Segment Start: GIVEN DATA

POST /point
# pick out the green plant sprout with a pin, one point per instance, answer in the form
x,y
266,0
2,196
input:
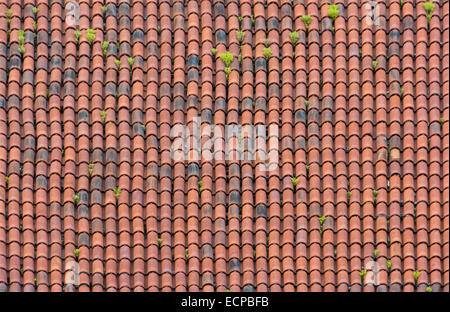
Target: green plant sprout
x,y
76,198
8,15
105,45
103,115
227,71
294,37
117,191
267,52
227,58
91,168
240,35
90,35
77,34
306,19
374,64
429,8
416,275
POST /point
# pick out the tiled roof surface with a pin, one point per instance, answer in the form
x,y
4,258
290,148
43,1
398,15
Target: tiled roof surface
x,y
362,177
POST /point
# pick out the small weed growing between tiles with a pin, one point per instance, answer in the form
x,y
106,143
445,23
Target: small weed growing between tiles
x,y
306,19
77,34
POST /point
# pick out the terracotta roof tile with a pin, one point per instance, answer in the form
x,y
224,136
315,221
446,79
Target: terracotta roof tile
x,y
354,195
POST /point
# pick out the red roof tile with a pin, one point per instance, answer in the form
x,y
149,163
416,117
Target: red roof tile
x,y
356,195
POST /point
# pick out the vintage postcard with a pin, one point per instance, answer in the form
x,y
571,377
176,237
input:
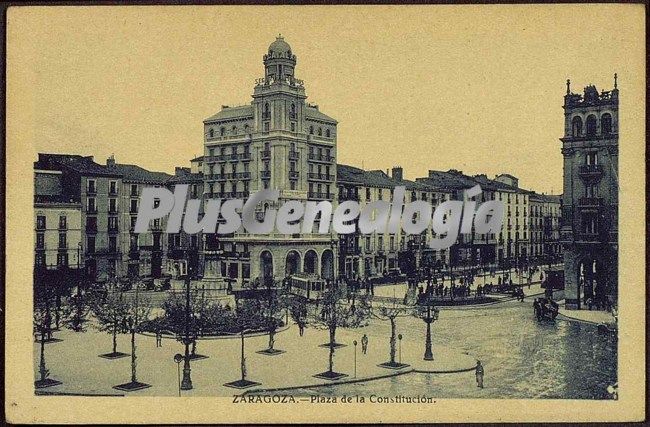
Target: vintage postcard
x,y
379,214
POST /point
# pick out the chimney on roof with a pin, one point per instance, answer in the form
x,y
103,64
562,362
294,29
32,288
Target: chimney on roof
x,y
398,173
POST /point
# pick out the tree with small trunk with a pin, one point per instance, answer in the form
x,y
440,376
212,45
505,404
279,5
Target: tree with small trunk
x,y
110,309
137,311
333,311
247,319
78,308
274,303
297,306
390,312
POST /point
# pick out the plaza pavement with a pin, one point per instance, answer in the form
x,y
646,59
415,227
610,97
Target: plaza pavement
x,y
75,362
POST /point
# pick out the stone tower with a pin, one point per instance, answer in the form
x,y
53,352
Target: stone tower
x,y
277,141
589,230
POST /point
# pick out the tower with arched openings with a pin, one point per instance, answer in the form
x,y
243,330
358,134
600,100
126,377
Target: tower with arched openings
x,y
589,230
277,141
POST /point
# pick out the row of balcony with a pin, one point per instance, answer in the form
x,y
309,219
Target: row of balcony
x,y
228,157
93,191
321,157
225,176
228,195
590,170
321,176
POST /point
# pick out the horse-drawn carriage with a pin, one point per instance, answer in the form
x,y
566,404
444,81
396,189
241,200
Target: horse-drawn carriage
x,y
545,308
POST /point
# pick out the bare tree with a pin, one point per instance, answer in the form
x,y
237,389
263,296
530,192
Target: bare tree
x,y
390,312
110,309
333,311
137,311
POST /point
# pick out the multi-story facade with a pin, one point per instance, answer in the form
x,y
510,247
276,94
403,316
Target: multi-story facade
x,y
278,141
544,225
89,184
95,208
139,254
58,223
363,256
185,251
589,229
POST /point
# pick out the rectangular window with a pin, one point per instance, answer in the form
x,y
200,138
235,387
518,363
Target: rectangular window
x,y
40,240
62,241
40,259
40,222
592,158
90,244
62,259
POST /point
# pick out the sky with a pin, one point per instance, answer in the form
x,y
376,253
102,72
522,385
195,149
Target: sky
x,y
474,88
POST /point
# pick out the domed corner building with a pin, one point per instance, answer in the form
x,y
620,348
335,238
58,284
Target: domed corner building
x,y
277,141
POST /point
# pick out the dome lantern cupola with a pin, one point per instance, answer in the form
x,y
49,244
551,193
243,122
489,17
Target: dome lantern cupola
x,y
279,62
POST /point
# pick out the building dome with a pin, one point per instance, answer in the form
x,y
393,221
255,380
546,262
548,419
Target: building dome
x,y
279,47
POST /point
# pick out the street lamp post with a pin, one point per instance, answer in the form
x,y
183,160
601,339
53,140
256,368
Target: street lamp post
x,y
178,358
429,313
399,337
355,357
186,384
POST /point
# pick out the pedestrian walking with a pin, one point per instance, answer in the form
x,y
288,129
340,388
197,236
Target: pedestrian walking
x,y
364,344
479,374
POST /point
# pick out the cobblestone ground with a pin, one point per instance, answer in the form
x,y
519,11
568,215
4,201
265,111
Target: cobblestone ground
x,y
522,357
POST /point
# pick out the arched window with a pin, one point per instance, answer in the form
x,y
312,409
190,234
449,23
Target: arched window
x,y
576,126
606,123
591,125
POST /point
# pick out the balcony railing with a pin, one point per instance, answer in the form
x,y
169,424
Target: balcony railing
x,y
321,157
590,170
590,202
321,176
242,175
316,195
348,196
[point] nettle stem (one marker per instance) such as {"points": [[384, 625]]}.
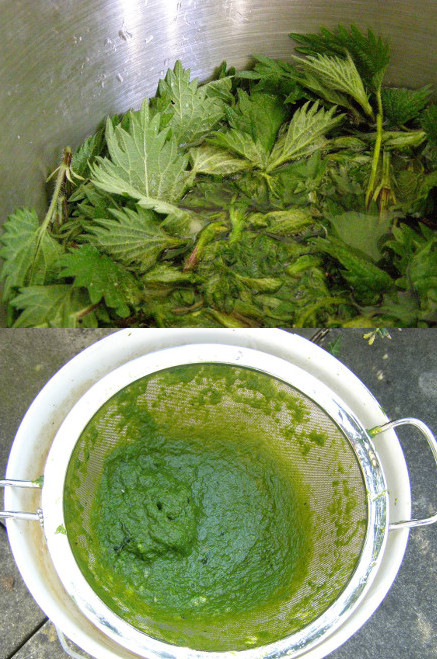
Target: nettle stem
{"points": [[376, 150], [48, 218]]}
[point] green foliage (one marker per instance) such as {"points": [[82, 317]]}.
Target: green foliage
{"points": [[144, 163], [403, 105], [134, 237], [362, 231], [429, 124], [366, 279], [57, 305], [87, 152], [103, 278], [190, 111], [247, 201], [305, 134], [273, 76], [371, 54], [327, 73], [23, 264]]}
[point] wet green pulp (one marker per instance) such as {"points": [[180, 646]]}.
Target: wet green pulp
{"points": [[193, 534]]}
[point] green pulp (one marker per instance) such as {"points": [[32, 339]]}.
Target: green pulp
{"points": [[197, 537]]}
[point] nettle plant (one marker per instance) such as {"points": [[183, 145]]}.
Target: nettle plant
{"points": [[293, 194]]}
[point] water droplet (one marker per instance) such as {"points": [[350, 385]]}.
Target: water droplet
{"points": [[124, 33]]}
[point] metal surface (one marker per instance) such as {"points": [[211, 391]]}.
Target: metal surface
{"points": [[65, 441], [12, 514], [432, 443], [65, 65]]}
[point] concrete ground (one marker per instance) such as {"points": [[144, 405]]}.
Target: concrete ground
{"points": [[402, 374]]}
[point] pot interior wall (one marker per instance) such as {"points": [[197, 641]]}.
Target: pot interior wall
{"points": [[65, 65]]}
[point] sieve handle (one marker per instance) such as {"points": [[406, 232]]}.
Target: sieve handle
{"points": [[12, 514], [427, 433]]}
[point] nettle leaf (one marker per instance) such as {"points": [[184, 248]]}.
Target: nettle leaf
{"points": [[361, 231], [207, 159], [371, 54], [192, 111], [103, 278], [144, 164], [305, 134], [258, 115], [283, 223], [221, 88], [58, 305], [19, 239], [165, 274], [338, 74], [87, 152], [242, 144], [134, 238], [273, 76], [402, 105], [429, 124], [365, 278]]}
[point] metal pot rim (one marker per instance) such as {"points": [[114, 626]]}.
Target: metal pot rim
{"points": [[74, 423]]}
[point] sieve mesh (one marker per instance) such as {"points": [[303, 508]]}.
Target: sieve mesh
{"points": [[195, 400]]}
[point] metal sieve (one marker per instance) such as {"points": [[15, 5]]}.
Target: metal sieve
{"points": [[343, 469]]}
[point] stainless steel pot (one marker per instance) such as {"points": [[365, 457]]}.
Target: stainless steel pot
{"points": [[66, 64]]}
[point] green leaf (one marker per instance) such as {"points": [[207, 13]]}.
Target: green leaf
{"points": [[103, 279], [58, 305], [192, 111], [258, 115], [366, 279], [273, 76], [361, 231], [283, 223], [371, 54], [19, 239], [305, 134], [87, 152], [402, 105], [429, 124], [134, 238], [144, 164], [243, 144], [207, 159], [337, 74], [165, 274]]}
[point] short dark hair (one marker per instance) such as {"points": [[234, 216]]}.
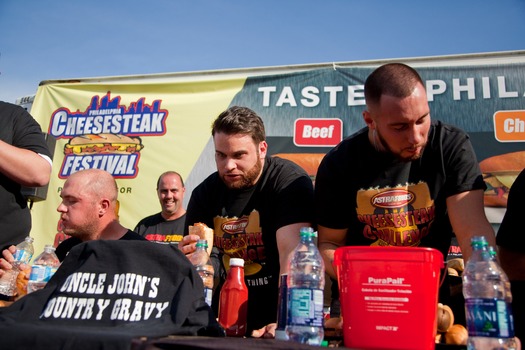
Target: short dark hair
{"points": [[170, 172], [240, 120], [393, 79]]}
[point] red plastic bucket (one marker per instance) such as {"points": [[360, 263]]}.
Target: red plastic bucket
{"points": [[388, 296]]}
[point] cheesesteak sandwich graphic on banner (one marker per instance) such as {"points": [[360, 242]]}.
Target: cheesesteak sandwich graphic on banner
{"points": [[396, 216], [103, 143]]}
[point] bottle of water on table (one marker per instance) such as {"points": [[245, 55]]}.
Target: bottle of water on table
{"points": [[487, 301], [44, 267], [202, 262], [305, 292], [24, 253]]}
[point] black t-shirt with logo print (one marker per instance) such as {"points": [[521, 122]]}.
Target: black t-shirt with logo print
{"points": [[384, 201]]}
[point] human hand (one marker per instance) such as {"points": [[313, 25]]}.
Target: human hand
{"points": [[8, 258], [188, 244], [267, 331]]}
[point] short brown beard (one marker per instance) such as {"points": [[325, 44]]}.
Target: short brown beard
{"points": [[385, 146]]}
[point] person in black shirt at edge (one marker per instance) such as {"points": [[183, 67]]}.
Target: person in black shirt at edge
{"points": [[25, 160], [511, 250], [88, 211]]}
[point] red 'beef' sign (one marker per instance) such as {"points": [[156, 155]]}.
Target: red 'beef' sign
{"points": [[318, 132]]}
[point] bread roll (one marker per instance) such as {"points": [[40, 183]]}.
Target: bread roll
{"points": [[456, 335], [204, 232]]}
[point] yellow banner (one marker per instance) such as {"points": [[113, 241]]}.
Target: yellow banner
{"points": [[136, 131]]}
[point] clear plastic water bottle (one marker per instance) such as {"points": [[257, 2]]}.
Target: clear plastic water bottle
{"points": [[202, 262], [305, 292], [44, 267], [24, 253], [487, 301]]}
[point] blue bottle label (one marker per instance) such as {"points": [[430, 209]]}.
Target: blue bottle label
{"points": [[305, 307], [489, 318], [41, 273], [22, 255]]}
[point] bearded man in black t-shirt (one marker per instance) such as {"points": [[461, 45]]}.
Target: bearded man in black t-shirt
{"points": [[403, 180], [256, 205]]}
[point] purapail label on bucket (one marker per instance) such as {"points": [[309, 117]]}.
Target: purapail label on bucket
{"points": [[388, 296]]}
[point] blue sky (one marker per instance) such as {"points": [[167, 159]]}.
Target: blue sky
{"points": [[59, 39]]}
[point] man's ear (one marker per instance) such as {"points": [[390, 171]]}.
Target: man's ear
{"points": [[367, 117], [104, 205], [263, 147]]}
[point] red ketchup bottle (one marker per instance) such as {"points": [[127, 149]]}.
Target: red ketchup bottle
{"points": [[233, 300]]}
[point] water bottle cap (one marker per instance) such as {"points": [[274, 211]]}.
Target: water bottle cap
{"points": [[478, 242], [237, 262], [202, 243]]}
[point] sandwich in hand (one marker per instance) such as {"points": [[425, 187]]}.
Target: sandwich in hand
{"points": [[204, 232], [499, 173]]}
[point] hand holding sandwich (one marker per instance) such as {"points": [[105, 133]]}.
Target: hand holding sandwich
{"points": [[198, 231]]}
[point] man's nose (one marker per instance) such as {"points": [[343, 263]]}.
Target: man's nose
{"points": [[61, 208], [230, 164]]}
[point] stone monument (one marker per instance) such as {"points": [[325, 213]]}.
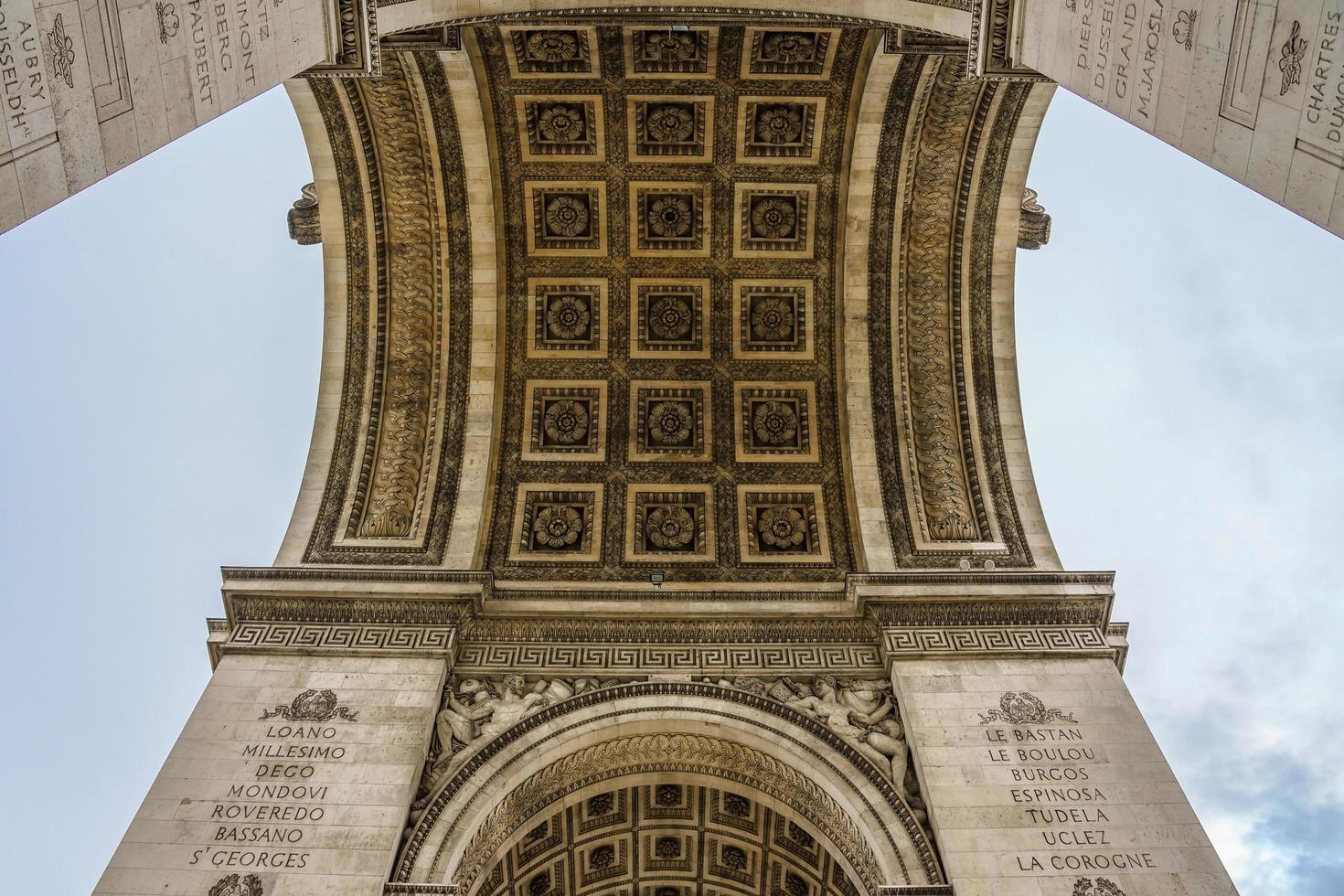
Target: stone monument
{"points": [[668, 526]]}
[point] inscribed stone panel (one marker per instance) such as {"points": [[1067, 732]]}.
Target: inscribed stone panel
{"points": [[1041, 778], [293, 775]]}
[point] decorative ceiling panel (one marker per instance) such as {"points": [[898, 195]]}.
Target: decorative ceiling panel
{"points": [[669, 206]]}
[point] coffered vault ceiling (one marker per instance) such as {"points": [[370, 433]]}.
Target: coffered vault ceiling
{"points": [[667, 838], [730, 300]]}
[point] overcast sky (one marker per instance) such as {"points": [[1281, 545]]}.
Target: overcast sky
{"points": [[1181, 382]]}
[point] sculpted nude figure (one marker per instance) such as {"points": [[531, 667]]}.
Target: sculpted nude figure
{"points": [[869, 731]]}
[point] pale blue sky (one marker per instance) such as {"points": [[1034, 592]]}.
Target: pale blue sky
{"points": [[1181, 386]]}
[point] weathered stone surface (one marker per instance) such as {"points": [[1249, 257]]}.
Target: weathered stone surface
{"points": [[293, 773], [1040, 774]]}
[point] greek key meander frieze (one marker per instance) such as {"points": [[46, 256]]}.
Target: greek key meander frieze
{"points": [[641, 630], [847, 658], [480, 718], [994, 640], [340, 637], [400, 429]]}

Segment End: GIVEN DATA

PROBLEM STATEMENT
With the pictures removed, print only the lines starting at the line that has "Target: man's ear" and ending at the line that has "[point] pale blue", both ends included, exactly as they stand above.

RESULT
Target: man's ear
{"points": [[367, 117], [104, 205], [263, 147]]}
[point] red ketchup bottle (one marker per instance) such as {"points": [[127, 149]]}.
Target: red ketchup bottle
{"points": [[233, 300]]}
[point] water bottle cap (one marker per instance) such as {"points": [[274, 211]]}.
Target: water bottle cap
{"points": [[478, 242], [237, 262], [202, 243]]}
[point] sandwich in hand (one marker per instance) such as {"points": [[425, 187]]}.
Target: sandwich in hand
{"points": [[204, 232], [499, 173]]}
[point] hand holding sandwich (one marker per instance) such as {"points": [[105, 133]]}.
Target: hand holding sandwich
{"points": [[198, 231]]}
[point] man's nose (one marker per instance) such as {"points": [[343, 263]]}.
Target: man's nose
{"points": [[61, 208], [230, 164]]}
[point] stone monument (one marker per instance) such as {"points": [[325, 213]]}.
Target: stone monument
{"points": [[668, 526]]}
[point] inscribed stone panel (one marker per instance) such as {"points": [[1067, 732]]}.
Target: inscribed stone panel
{"points": [[1041, 778], [293, 775]]}
[point] decorative ceiling panel (one marker per instance) such as {"points": [[898, 195]]}.
Target: decorative ceiling panel
{"points": [[669, 206]]}
[point] coffered vault ceiling (one marker per instance) such as {"points": [[370, 433]]}.
Target: coffered vault ceiling
{"points": [[667, 838], [730, 300]]}
[point] overcast sky (one marker per instance) such as {"points": [[1281, 545]]}.
Target: overcast sky
{"points": [[1181, 382]]}
[point] sculpted nude figure (one marker per instance) such as {"points": [[531, 667]]}.
Target: sculpted nude figure
{"points": [[869, 731]]}
[point] pale blue sky (one marker per instance) such as {"points": [[1034, 592]]}.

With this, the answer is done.